| YOUR OBJECTIVE |
Type every record exactly as it appears.

——

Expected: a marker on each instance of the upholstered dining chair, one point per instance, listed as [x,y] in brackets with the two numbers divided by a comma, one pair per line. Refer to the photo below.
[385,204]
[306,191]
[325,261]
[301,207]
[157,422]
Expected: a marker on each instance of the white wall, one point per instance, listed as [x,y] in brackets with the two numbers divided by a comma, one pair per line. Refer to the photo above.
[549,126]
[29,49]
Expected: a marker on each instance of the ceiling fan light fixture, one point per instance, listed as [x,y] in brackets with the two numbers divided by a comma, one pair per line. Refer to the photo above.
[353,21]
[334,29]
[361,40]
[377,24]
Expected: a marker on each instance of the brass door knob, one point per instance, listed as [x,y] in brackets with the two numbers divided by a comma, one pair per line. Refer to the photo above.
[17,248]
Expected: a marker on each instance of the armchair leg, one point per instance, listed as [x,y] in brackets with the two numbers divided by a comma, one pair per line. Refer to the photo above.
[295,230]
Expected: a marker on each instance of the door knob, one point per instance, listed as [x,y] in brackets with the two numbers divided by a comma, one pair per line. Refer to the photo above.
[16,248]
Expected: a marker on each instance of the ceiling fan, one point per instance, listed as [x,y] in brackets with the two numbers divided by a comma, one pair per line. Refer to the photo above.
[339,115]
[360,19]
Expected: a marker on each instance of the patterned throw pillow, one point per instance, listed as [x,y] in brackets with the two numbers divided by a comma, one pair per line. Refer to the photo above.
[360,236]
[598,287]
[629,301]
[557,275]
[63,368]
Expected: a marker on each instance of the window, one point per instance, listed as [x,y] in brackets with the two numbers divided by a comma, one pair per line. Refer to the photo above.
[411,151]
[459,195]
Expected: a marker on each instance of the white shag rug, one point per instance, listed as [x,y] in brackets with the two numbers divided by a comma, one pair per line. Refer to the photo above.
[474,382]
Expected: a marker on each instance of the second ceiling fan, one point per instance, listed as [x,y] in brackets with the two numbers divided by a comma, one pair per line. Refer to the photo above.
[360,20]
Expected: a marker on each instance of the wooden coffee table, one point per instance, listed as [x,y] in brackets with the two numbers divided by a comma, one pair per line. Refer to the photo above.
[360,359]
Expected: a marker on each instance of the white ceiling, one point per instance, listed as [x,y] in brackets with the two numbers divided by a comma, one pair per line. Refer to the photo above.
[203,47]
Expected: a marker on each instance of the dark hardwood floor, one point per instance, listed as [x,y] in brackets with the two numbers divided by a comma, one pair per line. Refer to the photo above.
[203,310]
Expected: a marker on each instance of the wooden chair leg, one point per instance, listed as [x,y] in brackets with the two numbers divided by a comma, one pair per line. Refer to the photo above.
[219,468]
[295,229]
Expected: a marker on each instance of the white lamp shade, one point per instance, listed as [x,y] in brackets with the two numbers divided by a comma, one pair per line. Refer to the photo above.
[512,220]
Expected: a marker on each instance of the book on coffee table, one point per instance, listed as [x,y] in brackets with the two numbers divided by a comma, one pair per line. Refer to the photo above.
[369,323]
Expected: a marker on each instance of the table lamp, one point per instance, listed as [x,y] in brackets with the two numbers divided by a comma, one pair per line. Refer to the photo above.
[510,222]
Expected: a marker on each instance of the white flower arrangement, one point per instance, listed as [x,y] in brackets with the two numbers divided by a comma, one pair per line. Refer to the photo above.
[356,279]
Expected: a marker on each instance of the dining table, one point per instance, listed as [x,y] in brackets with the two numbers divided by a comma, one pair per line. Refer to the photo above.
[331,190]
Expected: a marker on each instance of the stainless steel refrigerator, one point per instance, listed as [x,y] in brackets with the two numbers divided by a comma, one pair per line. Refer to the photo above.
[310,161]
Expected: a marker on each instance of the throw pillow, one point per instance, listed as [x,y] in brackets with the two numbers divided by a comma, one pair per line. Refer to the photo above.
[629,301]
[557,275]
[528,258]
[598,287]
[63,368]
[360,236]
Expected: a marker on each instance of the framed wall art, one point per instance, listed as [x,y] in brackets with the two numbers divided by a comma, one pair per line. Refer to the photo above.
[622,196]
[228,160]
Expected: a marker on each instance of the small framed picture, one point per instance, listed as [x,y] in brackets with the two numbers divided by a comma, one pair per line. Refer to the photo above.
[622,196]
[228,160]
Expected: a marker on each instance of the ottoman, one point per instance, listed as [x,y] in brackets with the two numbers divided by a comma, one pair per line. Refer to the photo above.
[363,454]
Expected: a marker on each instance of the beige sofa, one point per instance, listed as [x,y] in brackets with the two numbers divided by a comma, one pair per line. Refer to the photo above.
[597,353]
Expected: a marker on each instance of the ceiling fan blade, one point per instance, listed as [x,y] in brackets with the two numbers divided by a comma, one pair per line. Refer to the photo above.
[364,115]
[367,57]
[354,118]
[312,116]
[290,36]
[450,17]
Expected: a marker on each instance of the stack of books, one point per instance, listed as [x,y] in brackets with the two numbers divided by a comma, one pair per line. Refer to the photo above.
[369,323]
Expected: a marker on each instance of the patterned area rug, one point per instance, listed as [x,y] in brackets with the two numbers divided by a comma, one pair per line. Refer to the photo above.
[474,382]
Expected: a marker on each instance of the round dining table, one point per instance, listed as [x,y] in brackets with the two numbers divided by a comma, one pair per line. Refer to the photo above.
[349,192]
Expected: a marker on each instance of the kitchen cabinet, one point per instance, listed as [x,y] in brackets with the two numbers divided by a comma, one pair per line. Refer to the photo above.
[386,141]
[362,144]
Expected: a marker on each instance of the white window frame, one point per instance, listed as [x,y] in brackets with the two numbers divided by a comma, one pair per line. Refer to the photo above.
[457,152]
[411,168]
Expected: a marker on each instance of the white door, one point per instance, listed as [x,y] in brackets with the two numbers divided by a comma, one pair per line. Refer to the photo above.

——

| CORRECT OUTPUT |
Expected: a marker on each instance of the upholstered dining chair, one point per instance, listed as [x,y] in brackets with the two numbers divided by a comma, one pair per line. Refer to the photo below.
[385,204]
[306,191]
[325,261]
[301,207]
[157,422]
Expected: a marker on each instance of the white wall, one point per instance, listed as [x,y] in brackets with the two numbers divided by a comma, one pair per line. Refer to the photo above.
[549,126]
[29,49]
Expected: a marker on each instance of the ceiling fan light fixture, one point per instance, listed as [x,y] in brackets with the two numbers divided by a comma, one pair per line. Refer to the photo above.
[353,21]
[334,29]
[361,40]
[377,24]
Expected: a marker on each instance of the brass door knob, one point per instance, listed as [x,y] in brackets with the two numbers divided by a comma, one pair per line. Refer to the photo above.
[17,248]
Expected: a marker on each instance of the armchair leg, one point per instance, listed as [x,y] in brackets with the two numbers divided by a comma, one pair per line. Refer to the photo above.
[295,230]
Expected: a marker on each instance of the door knob, one point per instance, listed as [x,y] in brackets with the two numbers divided by a comma, one pair per line. Refer to the photo above.
[16,248]
Expected: a marker on each instance of the ceiling fan, one point per instance, listed as [x,y] in brackets with the two numbers divided by a comma, one pair per line. Refer to the photo above.
[339,115]
[360,19]
Expected: a marker on each instance of the patterned throw pillow, one point per instance, listed as [x,y] in brackets with the two numbers divided by a comma, one pair per line. Refer to the photo above.
[360,236]
[598,287]
[629,301]
[557,275]
[63,368]
Expected: a marker on each instance of the window, one point per instance, listed as [x,y] in brackets with the two numbers divided by a comma, one pair per line. Refer to the photo above.
[411,151]
[459,195]
Expected: a marker on each instance of the white shag rug, one point per instance, listed as [x,y] in brackets with the two numbers divided by a comma, one pair per line. Refer to the photo above.
[474,382]
Expected: a marker on each instance of the second ceiling fan, one point per instance, listed as [x,y] in brackets with the two numbers divided by a comma, one pair per line. Refer to the photo above.
[360,20]
Expected: a marker on each instance of the wooden coffee table, one point per instance, listed as [x,y] in brackets with the two numbers divided by a comma, one pair per line. Refer to the photo above.
[360,359]
Expected: a marker on each instance of the white ceiling, one point per instance, listed as [x,y] in brackets with the two numbers divided by a comma, one pair per line. Refer to the photo above.
[203,47]
Expected: a marker on each instance of the dark hardwood floor, one point per instance, listed as [x,y] in brackets with the two numbers divided by a comma, one pair per line. Refer to the photo above.
[203,310]
Expected: a marker on each instance of the wooden chair leg, one point per instance, listed as [x,y] in brackets with the two numbers divided by a comma, one pair per line. Refer to the photo above.
[219,468]
[295,229]
Expected: a marker on each instance of the white lamp shade, one point per instance, listed as [x,y] in brackets with the two numbers divided by a comma, one pair per line. Refer to the photo above.
[512,220]
Expected: a marker on each instance of the book on coffee table, one point per instance, listed as [x,y] in brackets with the two numbers divided by a comma, one pair per line. Refer to the photo above.
[369,323]
Expected: a marker on each instance of the table lamp, one point per instance, listed as [x,y] in brackets with the two numbers divided by a comma, one pair per line. Refer to the photo above.
[510,222]
Expected: a marker on each instance of the white flower arrangement, one point per instance, listed as [x,y] in brackets with the two numbers divided by a comma, one pair per line. Refer to the photo above.
[356,279]
Expected: a marker on each instance of the dining table, one point per instance, listed as [x,y] in brackets with the two numbers divided by a comma, one pair per line. Refer to the photo above.
[331,190]
Expected: a marker on each instance of the stainless steel refrigerator, one point per instance, listed as [x,y] in brackets with the two numbers divided by a comma, one pair per line. Refer to the photo above.
[310,161]
Expected: a marker on each instance of the throw pillow, one point per instance, listed as [x,y] in brackets with the two numbers divided by a comma, one pair per line. Refer to the photo above.
[629,301]
[557,275]
[528,258]
[598,287]
[63,368]
[360,236]
Expected: a marker on each instance of the framed wall art, one point per instance, listed as [x,y] in brackets with the two numbers divided by a comma, one pair per line. Refer to the photo above.
[622,196]
[228,160]
Expected: a marker on each instance of the small framed picture, one point per instance, listed as [x,y] in brackets with the two numbers divided by a comma, one pair per line. Refer to the photo above.
[622,196]
[228,160]
Expected: a marker on each instance of the ottoman, one point per instance, listed as [x,y] in brackets with the two numbers divided by a comma, one pair per line. Refer to the photo above.
[363,454]
Expected: a marker on each instance of the beige sofa, one point per instance, listed as [x,y] in brackets with the two numbers divided by a comma, one pair per line. Refer to the photo above.
[597,353]
Expected: a marker on each instance of the ceiling fan blade, one point per instance, listed as [x,y] in brackets with the two numbers divided by a comma, one pair per line. Refer to the photo above.
[364,115]
[367,57]
[354,118]
[312,116]
[290,36]
[450,17]
Expected: a marker on each instance of the stack of books, one point per instance, listed as [x,y] in brackets with the two numbers divided by a comma, one pair per line. Refer to the photo above.
[369,323]
Expected: a marker on each instance of the patterned area rug, one point per instance, listed as [x,y] in brackets with the two numbers divided by a comma, one pair per line. Refer to the photo above.
[474,382]
Expected: a marker on each instance of the round dining table, one point per instance, listed as [x,y] in brackets with the two numbers divided by a comma, one pair per line. Refer to the photo above.
[349,192]
Expected: a marker on each instance of the kitchen cabinet, one point per instance, listed as [x,y] in brackets with the two numbers divided by a comma, one pair per line. Refer to the photo above.
[386,141]
[362,144]
Expected: a marker on each instance of the white window frame, one point per instance, listed as [x,y] in brackets with the two numbers divided by a comma, one pair per line. Refer to the photo above.
[457,152]
[411,168]
Expected: a marker on each instance of the white door, one point per instance, listed as [x,y] in brackets with the two numbers divided by a comma, one pair per line. Refer to the photo above.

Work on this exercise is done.